Transcribe the data as written, minus images.

THE DATA -
= Beginning of Section =

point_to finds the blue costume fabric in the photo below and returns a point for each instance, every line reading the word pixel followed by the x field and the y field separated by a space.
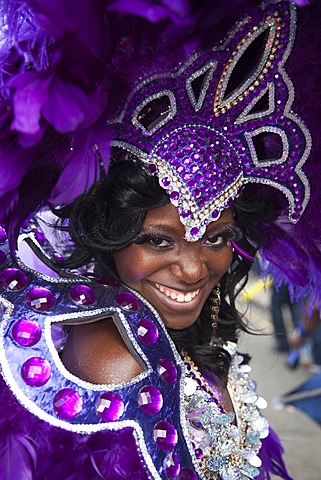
pixel 166 422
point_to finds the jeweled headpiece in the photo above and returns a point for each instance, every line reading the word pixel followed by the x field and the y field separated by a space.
pixel 208 122
pixel 222 120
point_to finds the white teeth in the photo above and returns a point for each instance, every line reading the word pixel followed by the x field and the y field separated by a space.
pixel 178 297
pixel 188 297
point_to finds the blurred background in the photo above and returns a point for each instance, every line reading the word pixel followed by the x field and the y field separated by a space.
pixel 299 433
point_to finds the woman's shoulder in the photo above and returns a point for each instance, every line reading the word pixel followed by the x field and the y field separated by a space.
pixel 96 352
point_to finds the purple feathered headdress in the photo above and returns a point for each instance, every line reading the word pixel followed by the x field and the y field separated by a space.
pixel 66 66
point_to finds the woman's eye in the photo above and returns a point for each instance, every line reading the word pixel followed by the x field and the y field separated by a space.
pixel 215 241
pixel 159 242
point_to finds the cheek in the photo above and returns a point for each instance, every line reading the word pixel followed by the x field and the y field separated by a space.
pixel 130 268
pixel 223 262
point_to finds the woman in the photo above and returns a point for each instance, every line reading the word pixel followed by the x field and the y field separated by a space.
pixel 148 382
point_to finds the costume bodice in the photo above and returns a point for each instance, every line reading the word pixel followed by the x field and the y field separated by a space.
pixel 178 424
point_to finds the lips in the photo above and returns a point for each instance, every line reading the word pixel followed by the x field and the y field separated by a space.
pixel 176 295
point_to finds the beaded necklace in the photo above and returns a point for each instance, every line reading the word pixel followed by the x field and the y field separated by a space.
pixel 226 444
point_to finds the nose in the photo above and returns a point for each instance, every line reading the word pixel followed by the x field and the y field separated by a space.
pixel 190 265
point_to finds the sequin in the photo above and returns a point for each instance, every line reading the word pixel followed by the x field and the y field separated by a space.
pixel 110 407
pixel 36 371
pixel 165 435
pixel 26 332
pixel 67 403
pixel 150 399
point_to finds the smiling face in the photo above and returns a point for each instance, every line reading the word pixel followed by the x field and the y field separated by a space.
pixel 174 275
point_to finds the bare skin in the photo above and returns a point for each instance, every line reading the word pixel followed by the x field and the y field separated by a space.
pixel 161 265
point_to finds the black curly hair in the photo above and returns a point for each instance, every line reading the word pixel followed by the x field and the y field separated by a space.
pixel 109 216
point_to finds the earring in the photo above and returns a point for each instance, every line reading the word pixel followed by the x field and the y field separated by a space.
pixel 215 299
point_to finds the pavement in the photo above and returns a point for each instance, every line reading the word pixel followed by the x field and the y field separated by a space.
pixel 300 435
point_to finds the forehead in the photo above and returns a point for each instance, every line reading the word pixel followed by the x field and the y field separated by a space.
pixel 168 217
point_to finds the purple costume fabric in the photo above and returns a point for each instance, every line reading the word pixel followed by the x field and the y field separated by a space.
pixel 31 449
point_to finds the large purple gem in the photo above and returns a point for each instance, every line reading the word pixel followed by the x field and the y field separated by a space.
pixel 128 301
pixel 110 407
pixel 167 370
pixel 165 435
pixel 147 331
pixel 40 299
pixel 187 474
pixel 82 295
pixel 3 256
pixel 13 279
pixel 26 332
pixel 150 399
pixel 36 371
pixel 172 465
pixel 3 235
pixel 40 236
pixel 67 403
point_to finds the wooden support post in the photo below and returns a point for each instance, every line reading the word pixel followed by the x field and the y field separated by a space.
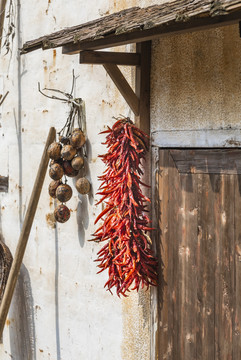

= End of Section =

ANSWER BOX -
point_to finds the blue costume fabric in the photo below and returns a point for each instance, every line reading the word pixel followed by the x field and the y field separated by a space.
pixel 166 422
point_to finds the jeweled headpiece in the photo above and returns a point for each instance, every line reading the word pixel followed by the x field and the y field separated by a space.
pixel 208 122
pixel 222 120
point_to finds the white teeth in the photo above and returns a point for each instance, every line reading the word pixel followed by the x field and the y field separated by a space.
pixel 178 297
pixel 188 297
point_to finds the blurred background in the photo above and returns a point for each instance, every line reading the word pixel followed by the x field and the y field separated by a space.
pixel 299 433
point_to finds the woman's shoulder in the photo above and returns a point for each instance, every line reading the word pixel followed by the x field and the y field separated by a space.
pixel 96 352
point_to finds the purple feathered headdress in the photo above and returns a point for each instance, every line reading the word pixel followed by the x field and the y field separated by a space.
pixel 66 66
point_to finds the woman's eye in the photo above and returns a point for each instance, every line reading the word pixel followed by the x field and the y field separated by a space.
pixel 215 241
pixel 159 242
point_to finds the cheek in the photo above and returns a point for each instance, every line reading the word pixel followed by the x field and the y field separated by a space.
pixel 130 268
pixel 223 262
point_to finds the woman in the photo above and returns a point for each instance, every line reading the word pixel followed by the x field and the y field separated by a space.
pixel 148 382
point_to finds the costume bodice in the photo above and returns a point for each instance, every line reading the word pixel followed by the x field and the y field separated by a space.
pixel 178 424
point_to finds the lips in the photo above and returns a point for each instance, every line reading the word pixel followed by the x field and the y field separated by a space.
pixel 176 295
point_to finds the beaded necklace in the photo above and returns a point for each instance, every line reading the word pixel followed by the x field and the y field separated by a space.
pixel 226 444
point_to finds the nose in the photo above and returns a point for each instance, every line reading the word pixel followed by the x field and the y field separated by a space.
pixel 190 265
point_to finds the sequin in the photo above and returns a point for each instance, every line reading the word pixel followed by the x field and the y field separated by a space.
pixel 110 407
pixel 36 371
pixel 165 435
pixel 26 332
pixel 67 403
pixel 150 399
point_to finds the smiling face in the photo above and returns a point for each instance, every line reading the word pixel followed by the x field and the y field separated by a space.
pixel 174 275
point_to finds the bare skin in the photo above and returns a point for each instance, every line reading the word pixel followed by the x field and the y field separated by a space.
pixel 161 265
point_to finds the black curly hair in the photo above and returns a point for each instance, every line reading the word pixel followed by the x field and the y field separated by a space.
pixel 109 216
point_to finds the earring in the photo above and returns a point for each instance, every line reading the word pixel followed by the x field and the y field separated by a space.
pixel 215 299
point_to finds the pavement in the photo above and returns a point for each instance, every line reading the word pixel followed by the x field and the y field separated by a space.
pixel 300 435
point_to finds the forehead in the photo above and returns a point for each instance, every line reading the word pixel followed by the x field and the y field separated by a space.
pixel 168 217
point_to finds the purple costume fabric in the photo above and returns a point for each instance, every line reading the word pixel followed by the x field and the y field separated by a space.
pixel 31 449
point_to finds the large purple gem in the photo above and returns a point for each instance, every line reading the word pixel followed by the x field and the y field separated by a space.
pixel 128 301
pixel 110 407
pixel 167 370
pixel 165 435
pixel 147 331
pixel 40 299
pixel 187 474
pixel 82 295
pixel 3 256
pixel 13 279
pixel 26 332
pixel 150 399
pixel 36 371
pixel 172 465
pixel 3 235
pixel 40 236
pixel 67 403
point_to finds the wooden support post in the photo below and returns a point for each instance, every line reading the word pixel followed by the x field and the y field separated by a space.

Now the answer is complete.